= Requirement 1 =
According to the article on American craft beer, what does Casey Kjolhede of New Belgium Brewery call the biggest challenge in shipping beer overseas?
= Requirement 2 =
In the article on American craft beer, list each beer named after the colon in the sentence beginning "In the top left of Andrew Testa's photograph".
= Requirement 3 =
Write the next part of the article on American craft beer, picking up after its final sentence.

= Extract =
"""
Think Global, But Drink Local

It’s not just Americans that like American craft beer. The world has caught on, according to a recent PRI news item by Jason Margolis, and they want our tasty beer.

However, the growth of sales has been slowing because shipping beers across an ocean is complicated. As quoted in the Margolis’s story, Casey Kjolhede from New Belgium Brewery says:

The biggest challenge is quality. Our beer tastes best—all beer tastes best—fresh. So you’ve already got time against you going across the ocean.

The whole story is worth a listen, or you can read the transcript if you prefer silence. It’s also worth noting that “craft beer” refers to the “second wave” craft brews, those made by long-established breweries that have not yet been acquired by a global conglomerate. Those beers, I presume, are already available, as they were at this bar where Londoners watched the returns from the 2016 Brexit vote.

In the top left of Andrew Testa’s photograph for the New York Times, you’ll see a menu of American beers, most of which are of the “craft” variety that you might find at American airports: whatever “Kentucky Bourbon Barrel” beer is, Flying Dog, Goose Island, Rogue, and Blue Moon. I’m not sure what to think of Pabst being in this group. I guess it was “craft” when it earned its Blue Ribbons in 1882 and in 1916.
"""
= Material provided =
"""
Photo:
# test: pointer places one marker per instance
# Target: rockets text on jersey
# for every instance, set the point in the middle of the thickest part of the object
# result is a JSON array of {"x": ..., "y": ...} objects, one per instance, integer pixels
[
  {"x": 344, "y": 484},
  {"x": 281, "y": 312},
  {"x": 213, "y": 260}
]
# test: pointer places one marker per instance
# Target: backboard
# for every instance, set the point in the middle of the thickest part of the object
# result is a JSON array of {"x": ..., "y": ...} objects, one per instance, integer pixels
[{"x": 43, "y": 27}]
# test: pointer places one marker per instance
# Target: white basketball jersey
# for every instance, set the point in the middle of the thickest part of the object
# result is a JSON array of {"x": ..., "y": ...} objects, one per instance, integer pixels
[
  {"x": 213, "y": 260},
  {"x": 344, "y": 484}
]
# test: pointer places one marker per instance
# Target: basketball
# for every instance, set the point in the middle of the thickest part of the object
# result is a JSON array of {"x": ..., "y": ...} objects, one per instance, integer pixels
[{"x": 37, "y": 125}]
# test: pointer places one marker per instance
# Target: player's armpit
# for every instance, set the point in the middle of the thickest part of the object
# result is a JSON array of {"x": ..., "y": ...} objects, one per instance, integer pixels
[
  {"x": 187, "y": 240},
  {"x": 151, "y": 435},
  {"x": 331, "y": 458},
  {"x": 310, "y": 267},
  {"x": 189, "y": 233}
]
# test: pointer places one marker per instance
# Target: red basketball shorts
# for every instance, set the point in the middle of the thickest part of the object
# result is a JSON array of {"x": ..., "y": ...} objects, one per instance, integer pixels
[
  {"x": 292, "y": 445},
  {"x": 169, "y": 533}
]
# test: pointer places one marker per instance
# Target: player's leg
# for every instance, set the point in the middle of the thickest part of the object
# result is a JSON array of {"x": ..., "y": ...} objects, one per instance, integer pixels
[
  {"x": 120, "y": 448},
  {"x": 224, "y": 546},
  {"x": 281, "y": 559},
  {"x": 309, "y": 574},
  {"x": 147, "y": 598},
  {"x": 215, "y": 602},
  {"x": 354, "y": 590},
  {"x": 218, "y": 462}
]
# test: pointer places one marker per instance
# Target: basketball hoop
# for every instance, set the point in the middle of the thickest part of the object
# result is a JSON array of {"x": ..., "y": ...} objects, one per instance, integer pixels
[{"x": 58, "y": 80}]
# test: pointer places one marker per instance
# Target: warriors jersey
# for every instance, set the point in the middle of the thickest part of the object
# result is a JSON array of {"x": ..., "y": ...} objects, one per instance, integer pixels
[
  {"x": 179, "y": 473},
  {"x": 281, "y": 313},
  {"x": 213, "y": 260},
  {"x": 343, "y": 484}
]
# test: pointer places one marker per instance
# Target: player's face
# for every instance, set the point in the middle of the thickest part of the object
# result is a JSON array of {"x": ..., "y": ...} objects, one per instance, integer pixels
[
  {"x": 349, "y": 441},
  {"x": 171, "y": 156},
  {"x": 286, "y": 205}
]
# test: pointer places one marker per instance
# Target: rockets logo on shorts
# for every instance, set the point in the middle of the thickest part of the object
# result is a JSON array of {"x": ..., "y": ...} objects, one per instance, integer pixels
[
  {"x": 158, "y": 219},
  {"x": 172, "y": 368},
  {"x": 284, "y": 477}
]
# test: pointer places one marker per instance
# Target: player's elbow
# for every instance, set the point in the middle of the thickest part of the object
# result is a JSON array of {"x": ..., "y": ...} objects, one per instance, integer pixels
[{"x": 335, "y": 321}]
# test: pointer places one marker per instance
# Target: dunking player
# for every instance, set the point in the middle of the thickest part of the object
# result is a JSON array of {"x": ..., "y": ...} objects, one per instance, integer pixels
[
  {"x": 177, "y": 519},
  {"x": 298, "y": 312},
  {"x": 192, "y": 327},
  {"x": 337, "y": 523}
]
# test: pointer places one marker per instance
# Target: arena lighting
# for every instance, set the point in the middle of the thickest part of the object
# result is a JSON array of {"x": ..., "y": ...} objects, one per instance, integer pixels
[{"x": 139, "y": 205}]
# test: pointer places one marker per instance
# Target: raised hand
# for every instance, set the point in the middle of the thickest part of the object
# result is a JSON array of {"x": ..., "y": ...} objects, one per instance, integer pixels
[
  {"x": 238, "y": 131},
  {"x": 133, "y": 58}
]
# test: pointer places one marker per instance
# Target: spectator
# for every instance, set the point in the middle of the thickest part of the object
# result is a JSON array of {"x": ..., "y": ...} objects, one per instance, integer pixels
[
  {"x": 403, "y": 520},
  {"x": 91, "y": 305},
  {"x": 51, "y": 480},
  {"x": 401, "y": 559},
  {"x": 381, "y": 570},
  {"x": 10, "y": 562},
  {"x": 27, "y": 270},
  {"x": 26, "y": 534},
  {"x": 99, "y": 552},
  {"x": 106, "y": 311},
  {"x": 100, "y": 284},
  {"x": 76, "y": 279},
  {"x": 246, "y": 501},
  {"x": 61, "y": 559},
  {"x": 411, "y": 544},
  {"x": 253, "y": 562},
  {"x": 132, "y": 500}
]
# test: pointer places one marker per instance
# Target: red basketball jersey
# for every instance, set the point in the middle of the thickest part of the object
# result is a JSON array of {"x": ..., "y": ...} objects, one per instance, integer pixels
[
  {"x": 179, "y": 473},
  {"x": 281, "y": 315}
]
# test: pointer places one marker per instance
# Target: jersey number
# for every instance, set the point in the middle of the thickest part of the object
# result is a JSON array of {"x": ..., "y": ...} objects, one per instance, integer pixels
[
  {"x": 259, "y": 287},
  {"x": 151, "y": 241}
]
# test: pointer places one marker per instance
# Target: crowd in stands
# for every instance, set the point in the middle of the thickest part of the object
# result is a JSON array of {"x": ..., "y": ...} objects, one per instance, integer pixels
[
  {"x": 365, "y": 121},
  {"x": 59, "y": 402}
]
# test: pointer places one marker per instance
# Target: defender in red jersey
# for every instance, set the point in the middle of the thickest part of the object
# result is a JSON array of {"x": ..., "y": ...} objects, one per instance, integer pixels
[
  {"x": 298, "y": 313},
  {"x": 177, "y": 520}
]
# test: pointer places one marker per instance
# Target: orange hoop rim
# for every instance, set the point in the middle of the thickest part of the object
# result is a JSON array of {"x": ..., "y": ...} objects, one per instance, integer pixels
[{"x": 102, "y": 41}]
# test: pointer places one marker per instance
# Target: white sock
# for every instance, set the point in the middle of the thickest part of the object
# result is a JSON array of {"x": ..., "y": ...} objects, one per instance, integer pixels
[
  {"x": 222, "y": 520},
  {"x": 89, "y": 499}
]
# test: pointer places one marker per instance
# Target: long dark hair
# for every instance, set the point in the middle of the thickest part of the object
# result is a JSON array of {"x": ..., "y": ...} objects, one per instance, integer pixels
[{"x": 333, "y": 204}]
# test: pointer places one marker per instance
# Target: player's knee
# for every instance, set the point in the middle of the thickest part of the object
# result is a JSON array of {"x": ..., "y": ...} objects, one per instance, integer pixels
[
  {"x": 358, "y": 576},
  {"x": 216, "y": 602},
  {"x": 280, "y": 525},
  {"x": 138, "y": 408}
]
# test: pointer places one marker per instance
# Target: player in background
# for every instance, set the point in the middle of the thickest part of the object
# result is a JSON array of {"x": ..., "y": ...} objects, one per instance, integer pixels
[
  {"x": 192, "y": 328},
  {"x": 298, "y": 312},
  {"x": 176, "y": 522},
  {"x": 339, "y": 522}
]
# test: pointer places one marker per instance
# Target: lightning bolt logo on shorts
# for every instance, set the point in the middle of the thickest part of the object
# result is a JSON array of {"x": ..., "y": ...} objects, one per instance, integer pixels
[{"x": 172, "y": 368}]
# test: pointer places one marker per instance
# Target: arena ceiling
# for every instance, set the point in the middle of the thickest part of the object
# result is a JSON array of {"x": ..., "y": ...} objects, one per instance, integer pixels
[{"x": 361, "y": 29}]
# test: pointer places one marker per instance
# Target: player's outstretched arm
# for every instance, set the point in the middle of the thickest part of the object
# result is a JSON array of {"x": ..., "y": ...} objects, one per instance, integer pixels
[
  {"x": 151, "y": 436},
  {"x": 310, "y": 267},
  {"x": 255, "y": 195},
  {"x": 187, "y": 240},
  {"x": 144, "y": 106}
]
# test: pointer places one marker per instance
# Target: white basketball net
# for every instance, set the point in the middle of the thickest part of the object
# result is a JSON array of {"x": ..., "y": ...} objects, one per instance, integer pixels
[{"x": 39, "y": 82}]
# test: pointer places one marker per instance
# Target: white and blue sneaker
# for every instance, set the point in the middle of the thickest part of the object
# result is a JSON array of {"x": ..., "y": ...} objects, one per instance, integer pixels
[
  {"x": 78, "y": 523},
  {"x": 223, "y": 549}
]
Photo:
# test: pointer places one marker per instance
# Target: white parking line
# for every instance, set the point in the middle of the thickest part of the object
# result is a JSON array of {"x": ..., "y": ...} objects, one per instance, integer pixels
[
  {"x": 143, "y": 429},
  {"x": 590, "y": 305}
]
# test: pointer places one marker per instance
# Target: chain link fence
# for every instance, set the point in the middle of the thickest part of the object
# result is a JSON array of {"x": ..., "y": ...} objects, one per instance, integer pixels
"""
= Right answer 1 =
Quality

= Right answer 2 =
- Kentucky Bourbon Barrel
- Flying Dog
- Goose Island
- Rogue
- Blue Moon

= Right answer 3 =
My takeaway from this story is a version of something I’ve said before on this site: enjoy this golden age of craft beer before it ends.

I’ll also add that you should definitely try beers from your local craft brewery rather than chasing down some exotic beer from a faraway, trendy brewery.

Sure, that beer that you’ve been “ISO” might be a better brew, but if it’s been traveling some distance for a significant amount of time, it might not taste like what the brewer intended.

That happened when a group of Australians drank a Brooklyn beer that was brewed in Australia, not one shipped across the North American continent and the Pacific Ocean. Eric Ottaway with Brooklyn responded to the Aussies’ criticisms, by informing them that “now it tastes like it actually should as opposed to beer that’s been sitting on the water for six weeks.”

Think Global, but Drink Local!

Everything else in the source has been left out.